WHAT TO DO
Count the lines in the records below that contain the string "white". Reply with the number only.

DATA SHOWN
%%
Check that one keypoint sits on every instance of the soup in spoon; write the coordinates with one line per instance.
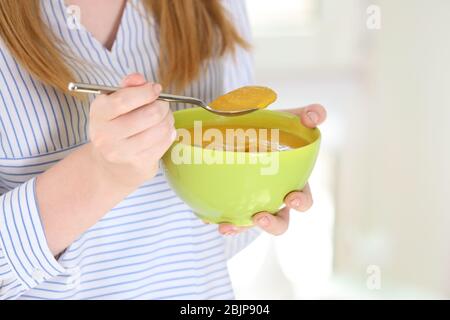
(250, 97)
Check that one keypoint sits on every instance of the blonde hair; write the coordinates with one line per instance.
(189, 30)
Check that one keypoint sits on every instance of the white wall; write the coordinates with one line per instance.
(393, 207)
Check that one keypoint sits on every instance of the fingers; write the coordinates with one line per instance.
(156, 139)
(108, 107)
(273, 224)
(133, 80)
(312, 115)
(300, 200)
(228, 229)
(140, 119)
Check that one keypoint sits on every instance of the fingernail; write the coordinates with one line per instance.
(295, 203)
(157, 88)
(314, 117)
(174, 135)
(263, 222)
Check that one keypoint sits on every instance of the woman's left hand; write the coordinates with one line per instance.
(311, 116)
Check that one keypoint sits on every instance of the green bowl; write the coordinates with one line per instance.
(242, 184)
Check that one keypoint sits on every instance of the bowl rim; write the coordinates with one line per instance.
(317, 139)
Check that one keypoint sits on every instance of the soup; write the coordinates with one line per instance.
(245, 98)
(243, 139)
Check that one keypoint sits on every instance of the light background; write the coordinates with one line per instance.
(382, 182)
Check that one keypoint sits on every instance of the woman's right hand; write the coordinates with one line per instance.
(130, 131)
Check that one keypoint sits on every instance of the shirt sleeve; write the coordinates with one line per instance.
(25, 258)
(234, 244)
%%
%%
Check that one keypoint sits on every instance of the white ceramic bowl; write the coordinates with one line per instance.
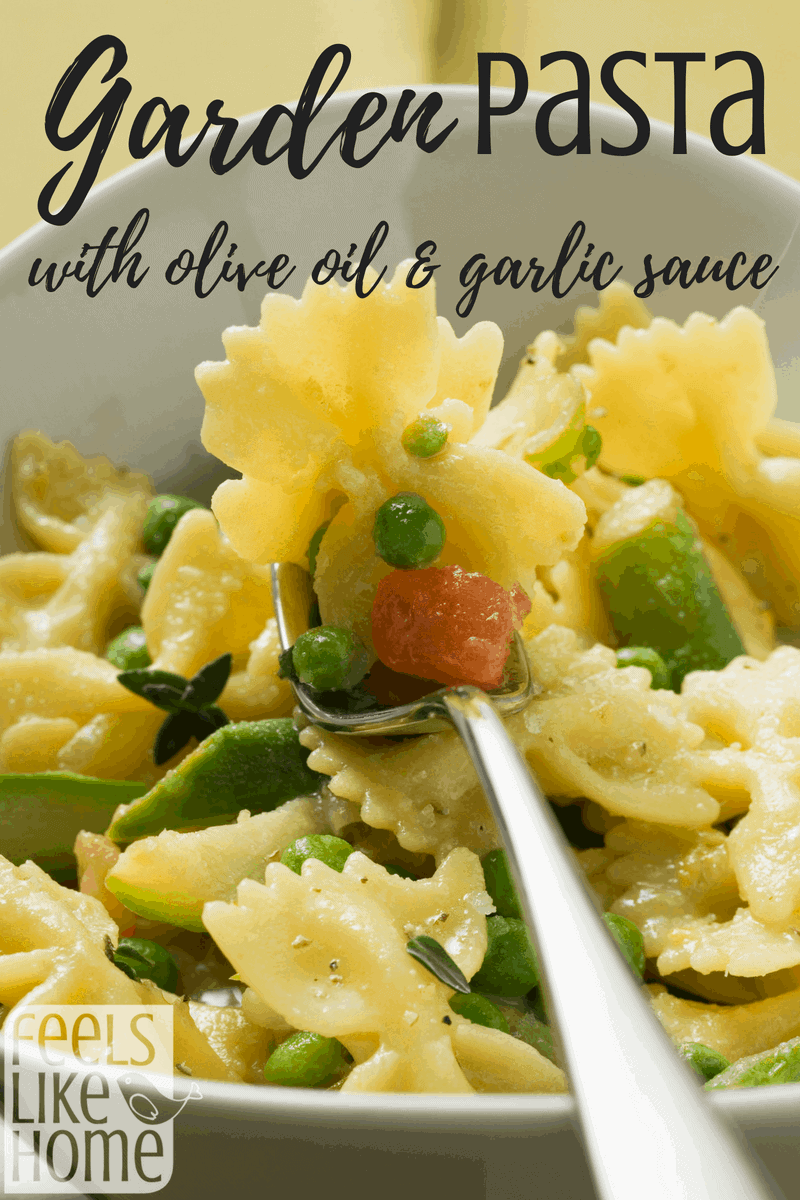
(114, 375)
%%
WORKED ANSWER
2